_TEXT SHOWN_
■ ■ ■ ■

Apache Cassandra is a free and open source NoSQL database management system designed to handle large amounts of data across many commodity servers, providing high availability with no single point of failure. Apache Cassandra was initially developed by Facebook and later on acquired by Apache Foundation.

Apache Cassandra is suited for massive, exponentially-growing amounts of constantly transforming data.

Cassandra Compared to RDBMS

Cassandra have close analogies to concepts in relational databases:

  • Keyspace – Similar to a Database/schema in a RDBMS
  • Table – Similar to table in RDBMS
  • Row – Similar to Row in RDBMS
  • Column – Similar to Column in RDBMS
  • Primary key – Similar to Primary key in RDBMS

Preprequisites

To follow along with this guide, you need:

  • Centos 8 server
  • Root access to the server or user with sudo access
  • Internet access to download the packages

The following are the steps we will follow to install Cassandra

  1. Ensure our system is up to date
  2. Install Java in the system
  3. Install Apache Cassandra in the system
  4. Install and configure Apache Cassandra Client (cqlsh)

■ ■ ■ ■

_INSTRUCTIONS_
1. Repeat the installation steps from the Cassandra guide, beginning at the words "The following are" and stopping after "Cassandra Client (cqlsh)", with "the system" changed to "the server".
2. Lay out the rows as a Markdown table, beginning at the line that has "Give the innermost point of each instance of the gold" and stopping after the last line of the rows. Use a Number column for each line's position and a Line column for the line itself, and leave out blank lines.

_INPUT DATA_
■ ■ ■ ■

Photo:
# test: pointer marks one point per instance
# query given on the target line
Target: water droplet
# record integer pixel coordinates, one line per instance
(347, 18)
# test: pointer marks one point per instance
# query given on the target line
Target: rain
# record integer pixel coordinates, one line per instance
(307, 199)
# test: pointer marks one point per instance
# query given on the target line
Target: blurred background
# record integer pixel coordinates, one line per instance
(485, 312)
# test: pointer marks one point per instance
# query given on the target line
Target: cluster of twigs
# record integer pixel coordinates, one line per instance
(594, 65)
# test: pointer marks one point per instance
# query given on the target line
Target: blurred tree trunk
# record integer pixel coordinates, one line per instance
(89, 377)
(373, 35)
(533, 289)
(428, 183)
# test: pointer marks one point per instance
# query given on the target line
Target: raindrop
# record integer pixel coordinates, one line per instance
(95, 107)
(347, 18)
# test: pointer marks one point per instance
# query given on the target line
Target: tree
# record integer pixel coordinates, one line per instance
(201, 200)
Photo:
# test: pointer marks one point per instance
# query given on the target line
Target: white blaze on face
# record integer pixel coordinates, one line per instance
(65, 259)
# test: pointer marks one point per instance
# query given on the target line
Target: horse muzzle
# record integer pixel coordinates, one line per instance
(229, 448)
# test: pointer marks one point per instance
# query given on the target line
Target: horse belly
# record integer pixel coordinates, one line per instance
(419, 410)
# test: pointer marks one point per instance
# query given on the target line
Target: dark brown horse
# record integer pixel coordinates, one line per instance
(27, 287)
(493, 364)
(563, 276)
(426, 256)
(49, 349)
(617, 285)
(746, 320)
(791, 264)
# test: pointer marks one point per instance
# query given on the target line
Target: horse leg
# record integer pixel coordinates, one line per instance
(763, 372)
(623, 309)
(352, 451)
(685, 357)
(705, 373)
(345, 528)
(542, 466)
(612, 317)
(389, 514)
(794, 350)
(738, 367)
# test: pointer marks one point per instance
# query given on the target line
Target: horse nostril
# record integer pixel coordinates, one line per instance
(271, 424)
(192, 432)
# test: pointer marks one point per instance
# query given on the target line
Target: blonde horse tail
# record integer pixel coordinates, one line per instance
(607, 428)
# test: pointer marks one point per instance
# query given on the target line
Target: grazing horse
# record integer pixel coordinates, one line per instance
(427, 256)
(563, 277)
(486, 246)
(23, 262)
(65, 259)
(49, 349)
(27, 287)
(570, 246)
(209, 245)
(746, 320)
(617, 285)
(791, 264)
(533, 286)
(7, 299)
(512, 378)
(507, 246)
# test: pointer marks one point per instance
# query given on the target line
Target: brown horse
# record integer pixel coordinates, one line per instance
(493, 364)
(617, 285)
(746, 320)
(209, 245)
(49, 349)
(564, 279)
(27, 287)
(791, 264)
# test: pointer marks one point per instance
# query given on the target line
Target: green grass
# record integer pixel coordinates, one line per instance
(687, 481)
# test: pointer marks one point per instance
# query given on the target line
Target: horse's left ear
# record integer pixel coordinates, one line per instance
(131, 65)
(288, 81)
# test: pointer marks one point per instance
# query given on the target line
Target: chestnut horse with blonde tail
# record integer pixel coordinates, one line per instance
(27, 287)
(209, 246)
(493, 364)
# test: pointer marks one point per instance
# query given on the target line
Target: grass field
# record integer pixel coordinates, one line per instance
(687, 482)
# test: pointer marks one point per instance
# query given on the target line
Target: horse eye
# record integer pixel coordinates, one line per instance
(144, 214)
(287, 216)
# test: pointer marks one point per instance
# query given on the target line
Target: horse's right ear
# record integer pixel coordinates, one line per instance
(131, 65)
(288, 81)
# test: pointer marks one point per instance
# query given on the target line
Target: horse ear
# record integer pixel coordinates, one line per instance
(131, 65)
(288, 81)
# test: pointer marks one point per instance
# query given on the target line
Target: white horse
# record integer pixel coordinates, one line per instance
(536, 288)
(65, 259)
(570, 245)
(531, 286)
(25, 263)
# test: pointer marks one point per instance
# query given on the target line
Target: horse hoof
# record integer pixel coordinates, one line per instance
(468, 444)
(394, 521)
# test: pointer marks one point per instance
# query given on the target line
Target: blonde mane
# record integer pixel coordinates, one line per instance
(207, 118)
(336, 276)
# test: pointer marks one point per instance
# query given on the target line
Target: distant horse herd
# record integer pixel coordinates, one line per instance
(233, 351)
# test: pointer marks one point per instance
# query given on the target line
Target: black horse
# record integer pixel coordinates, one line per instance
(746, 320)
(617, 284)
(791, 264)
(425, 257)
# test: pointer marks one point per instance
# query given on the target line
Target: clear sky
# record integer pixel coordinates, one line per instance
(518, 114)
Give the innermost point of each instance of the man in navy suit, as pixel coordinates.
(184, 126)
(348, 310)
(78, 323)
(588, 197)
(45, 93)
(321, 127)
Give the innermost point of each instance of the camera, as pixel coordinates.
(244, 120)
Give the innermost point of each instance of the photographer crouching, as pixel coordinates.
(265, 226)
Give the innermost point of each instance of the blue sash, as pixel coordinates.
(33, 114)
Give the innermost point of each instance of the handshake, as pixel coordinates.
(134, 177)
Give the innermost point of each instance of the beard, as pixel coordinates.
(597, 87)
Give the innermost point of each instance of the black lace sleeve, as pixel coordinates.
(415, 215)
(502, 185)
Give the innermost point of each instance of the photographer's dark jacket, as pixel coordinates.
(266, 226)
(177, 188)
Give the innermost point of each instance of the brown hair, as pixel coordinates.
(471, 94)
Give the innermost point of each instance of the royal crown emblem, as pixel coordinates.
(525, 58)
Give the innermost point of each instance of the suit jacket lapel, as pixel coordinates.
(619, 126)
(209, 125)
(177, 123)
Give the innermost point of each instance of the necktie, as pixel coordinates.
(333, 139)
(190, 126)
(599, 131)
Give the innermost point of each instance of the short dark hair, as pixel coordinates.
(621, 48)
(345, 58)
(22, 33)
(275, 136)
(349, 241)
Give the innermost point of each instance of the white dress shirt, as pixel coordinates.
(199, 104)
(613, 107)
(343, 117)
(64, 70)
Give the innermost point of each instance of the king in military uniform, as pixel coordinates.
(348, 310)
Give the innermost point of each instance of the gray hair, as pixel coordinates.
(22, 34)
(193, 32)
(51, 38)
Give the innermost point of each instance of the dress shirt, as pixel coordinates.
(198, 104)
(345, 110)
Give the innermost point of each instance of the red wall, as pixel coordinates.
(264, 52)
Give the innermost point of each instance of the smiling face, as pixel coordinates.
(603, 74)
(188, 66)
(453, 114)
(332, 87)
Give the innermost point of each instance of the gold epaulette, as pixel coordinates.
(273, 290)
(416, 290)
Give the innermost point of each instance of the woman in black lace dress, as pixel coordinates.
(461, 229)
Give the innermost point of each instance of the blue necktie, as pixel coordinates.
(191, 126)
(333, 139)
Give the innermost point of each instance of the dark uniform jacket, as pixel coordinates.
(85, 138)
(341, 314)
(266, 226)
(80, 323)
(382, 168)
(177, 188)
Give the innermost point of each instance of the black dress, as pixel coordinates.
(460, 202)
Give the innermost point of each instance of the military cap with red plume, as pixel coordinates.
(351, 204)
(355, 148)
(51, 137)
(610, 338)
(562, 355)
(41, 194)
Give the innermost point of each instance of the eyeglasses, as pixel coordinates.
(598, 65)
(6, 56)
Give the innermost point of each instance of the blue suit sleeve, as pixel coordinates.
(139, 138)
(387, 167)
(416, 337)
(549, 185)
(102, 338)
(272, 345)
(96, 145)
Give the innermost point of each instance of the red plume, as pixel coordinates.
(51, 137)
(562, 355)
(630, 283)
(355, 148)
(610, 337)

■ ■ ■ ■

_RESPONSES PER TASK_
1.
The following are the steps we will follow to install Cassandra

  1. Ensure our system is up to date
  2. Install Java in the server
  3. Install Apache Cassandra in the server
  4. Install and configure Apache Cassandra Client (cqlsh)

2.
| Number | Line |
|---|---|
| 1 | Give the innermost point of each instance of the gold epaulette, as pixel coordinates. |
| 2 | (273, 290) |
| 3 | (416, 290) |
| 4 | Give the innermost point of each instance of the woman in black lace dress, as pixel coordinates. |
| 5 | (461, 229) |
| 6 | Give the innermost point of each instance of the blue necktie, as pixel coordinates. |
| 7 | (191, 126) |
| 8 | (333, 139) |
| 9 | Give the innermost point of each instance of the dark uniform jacket, as pixel coordinates. |
| 10 | (85, 138) |
| 11 | (341, 314) |
| 12 | (266, 226) |
| 13 | (80, 323) |
| 14 | (382, 168) |
| 15 | (177, 188) |
| 16 | Give the innermost point of each instance of the black dress, as pixel coordinates. |
| 17 | (460, 202) |
| 18 | Give the innermost point of each instance of the military cap with red plume, as pixel coordinates. |
| 19 | (351, 204) |
| 20 | (355, 148) |
| 21 | (51, 137) |
| 22 | (610, 338) |
| 23 | (562, 355) |
| 24 | (41, 194) |
| 25 | Give the innermost point of each instance of the eyeglasses, as pixel coordinates. |
| 26 | (598, 65) |
| 27 | (6, 56) |
| 28 | Give the innermost point of each instance of the blue suit sleeve, as pixel coordinates. |
| 29 | (139, 138) |
| 30 | (387, 167) |
| 31 | (416, 337) |
| 32 | (549, 185) |
| 33 | (102, 338) |
| 34 | (272, 345) |
| 35 | (96, 145) |
| 36 | Give the innermost point of each instance of the red plume, as pixel coordinates. |
| 37 | (51, 137) |
| 38 | (562, 355) |
| 39 | (630, 283) |
| 40 | (355, 148) |
| 41 | (610, 337) |